* What to produce
From the entries below, copy every line that holds the word "brick".

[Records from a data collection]
------------------------------------------------
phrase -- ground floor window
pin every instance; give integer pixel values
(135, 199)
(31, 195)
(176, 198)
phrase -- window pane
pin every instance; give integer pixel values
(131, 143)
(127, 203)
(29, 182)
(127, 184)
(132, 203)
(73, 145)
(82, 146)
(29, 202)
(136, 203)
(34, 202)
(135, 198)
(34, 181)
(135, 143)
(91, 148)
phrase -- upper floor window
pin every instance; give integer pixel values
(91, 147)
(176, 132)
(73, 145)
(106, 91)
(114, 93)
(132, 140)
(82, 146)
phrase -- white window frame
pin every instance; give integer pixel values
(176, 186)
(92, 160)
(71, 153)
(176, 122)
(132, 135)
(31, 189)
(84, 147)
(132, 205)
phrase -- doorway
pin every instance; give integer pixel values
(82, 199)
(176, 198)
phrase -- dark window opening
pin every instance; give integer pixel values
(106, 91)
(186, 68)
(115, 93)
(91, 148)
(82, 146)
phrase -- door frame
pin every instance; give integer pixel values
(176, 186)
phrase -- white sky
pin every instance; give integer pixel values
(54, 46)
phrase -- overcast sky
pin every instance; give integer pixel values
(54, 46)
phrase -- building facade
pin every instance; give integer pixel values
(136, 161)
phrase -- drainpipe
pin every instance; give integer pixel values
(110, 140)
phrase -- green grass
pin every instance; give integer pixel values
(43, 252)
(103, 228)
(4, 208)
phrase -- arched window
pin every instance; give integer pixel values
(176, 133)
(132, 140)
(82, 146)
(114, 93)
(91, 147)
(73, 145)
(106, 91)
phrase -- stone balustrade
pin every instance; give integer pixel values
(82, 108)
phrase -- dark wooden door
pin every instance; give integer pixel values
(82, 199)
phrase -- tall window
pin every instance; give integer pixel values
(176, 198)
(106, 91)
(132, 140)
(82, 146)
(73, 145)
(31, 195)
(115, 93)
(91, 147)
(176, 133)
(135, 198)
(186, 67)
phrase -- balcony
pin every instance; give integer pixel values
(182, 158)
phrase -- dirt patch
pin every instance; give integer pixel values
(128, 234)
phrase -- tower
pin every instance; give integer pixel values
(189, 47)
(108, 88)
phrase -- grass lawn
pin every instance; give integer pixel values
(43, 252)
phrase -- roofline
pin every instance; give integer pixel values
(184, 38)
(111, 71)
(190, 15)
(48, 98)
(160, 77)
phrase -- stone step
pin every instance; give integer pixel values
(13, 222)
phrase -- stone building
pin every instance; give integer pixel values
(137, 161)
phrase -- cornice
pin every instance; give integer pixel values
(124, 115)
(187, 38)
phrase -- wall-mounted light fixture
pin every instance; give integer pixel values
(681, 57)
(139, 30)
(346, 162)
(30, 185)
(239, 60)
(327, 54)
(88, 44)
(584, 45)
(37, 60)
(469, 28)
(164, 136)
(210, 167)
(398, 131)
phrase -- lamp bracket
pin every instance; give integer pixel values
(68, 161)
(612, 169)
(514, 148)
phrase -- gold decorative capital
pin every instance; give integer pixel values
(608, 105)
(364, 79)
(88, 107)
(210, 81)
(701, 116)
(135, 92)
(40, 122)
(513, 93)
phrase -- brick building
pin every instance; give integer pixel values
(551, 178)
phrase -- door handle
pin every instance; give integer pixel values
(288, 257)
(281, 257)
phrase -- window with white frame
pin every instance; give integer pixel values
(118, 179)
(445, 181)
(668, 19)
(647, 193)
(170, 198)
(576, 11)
------------------------------------------------
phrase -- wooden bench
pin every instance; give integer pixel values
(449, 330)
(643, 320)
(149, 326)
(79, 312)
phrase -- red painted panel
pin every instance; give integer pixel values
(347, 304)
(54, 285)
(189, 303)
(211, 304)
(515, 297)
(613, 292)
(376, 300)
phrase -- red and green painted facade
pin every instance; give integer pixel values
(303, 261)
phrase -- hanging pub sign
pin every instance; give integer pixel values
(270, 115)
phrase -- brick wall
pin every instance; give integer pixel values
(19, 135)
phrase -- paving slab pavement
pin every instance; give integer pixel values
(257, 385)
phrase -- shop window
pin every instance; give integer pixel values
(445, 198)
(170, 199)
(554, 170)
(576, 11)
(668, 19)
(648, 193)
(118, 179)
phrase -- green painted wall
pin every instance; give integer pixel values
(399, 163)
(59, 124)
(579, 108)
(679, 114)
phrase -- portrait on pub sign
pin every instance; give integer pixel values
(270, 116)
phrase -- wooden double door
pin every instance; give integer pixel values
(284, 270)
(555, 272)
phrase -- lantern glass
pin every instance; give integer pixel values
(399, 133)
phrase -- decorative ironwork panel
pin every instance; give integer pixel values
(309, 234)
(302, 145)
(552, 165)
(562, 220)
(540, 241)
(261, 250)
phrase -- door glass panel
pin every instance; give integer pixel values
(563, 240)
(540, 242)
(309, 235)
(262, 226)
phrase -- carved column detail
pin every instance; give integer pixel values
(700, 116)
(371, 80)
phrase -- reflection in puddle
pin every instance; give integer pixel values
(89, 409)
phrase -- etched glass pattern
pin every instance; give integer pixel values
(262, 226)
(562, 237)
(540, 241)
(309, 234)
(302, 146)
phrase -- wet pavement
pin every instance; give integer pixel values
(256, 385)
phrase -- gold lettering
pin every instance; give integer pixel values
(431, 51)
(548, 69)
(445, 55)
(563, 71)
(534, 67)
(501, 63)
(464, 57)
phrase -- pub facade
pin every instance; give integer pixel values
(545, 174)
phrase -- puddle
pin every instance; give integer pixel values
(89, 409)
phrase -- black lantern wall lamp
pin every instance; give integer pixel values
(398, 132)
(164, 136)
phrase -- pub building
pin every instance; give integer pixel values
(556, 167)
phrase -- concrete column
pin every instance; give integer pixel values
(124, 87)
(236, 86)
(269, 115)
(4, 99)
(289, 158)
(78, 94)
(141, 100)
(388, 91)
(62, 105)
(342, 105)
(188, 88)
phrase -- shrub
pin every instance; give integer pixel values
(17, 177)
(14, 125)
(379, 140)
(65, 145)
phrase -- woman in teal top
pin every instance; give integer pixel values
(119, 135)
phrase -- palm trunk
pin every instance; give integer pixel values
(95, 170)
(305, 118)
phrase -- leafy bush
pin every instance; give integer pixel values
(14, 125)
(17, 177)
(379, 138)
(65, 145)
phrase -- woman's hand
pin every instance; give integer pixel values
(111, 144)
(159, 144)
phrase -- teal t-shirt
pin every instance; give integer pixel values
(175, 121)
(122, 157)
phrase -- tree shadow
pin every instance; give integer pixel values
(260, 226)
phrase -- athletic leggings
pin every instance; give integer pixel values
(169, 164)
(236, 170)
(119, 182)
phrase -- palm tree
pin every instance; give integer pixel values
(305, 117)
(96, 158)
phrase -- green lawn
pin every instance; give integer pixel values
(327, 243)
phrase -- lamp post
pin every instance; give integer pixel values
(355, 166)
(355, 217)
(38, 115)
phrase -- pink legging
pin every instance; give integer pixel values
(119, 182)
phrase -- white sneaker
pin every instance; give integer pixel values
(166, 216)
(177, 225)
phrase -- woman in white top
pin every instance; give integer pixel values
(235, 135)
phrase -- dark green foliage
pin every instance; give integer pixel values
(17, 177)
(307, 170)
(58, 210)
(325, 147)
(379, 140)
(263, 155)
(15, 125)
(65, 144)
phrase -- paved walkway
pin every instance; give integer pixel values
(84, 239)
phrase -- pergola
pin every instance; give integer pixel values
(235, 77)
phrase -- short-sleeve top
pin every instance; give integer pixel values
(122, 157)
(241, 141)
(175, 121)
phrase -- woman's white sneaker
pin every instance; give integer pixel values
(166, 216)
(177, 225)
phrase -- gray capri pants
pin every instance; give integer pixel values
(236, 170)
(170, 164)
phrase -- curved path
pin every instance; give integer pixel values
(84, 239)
------------------------------------------------
* Answer box
phrase -- brick building
phrase -- brick wall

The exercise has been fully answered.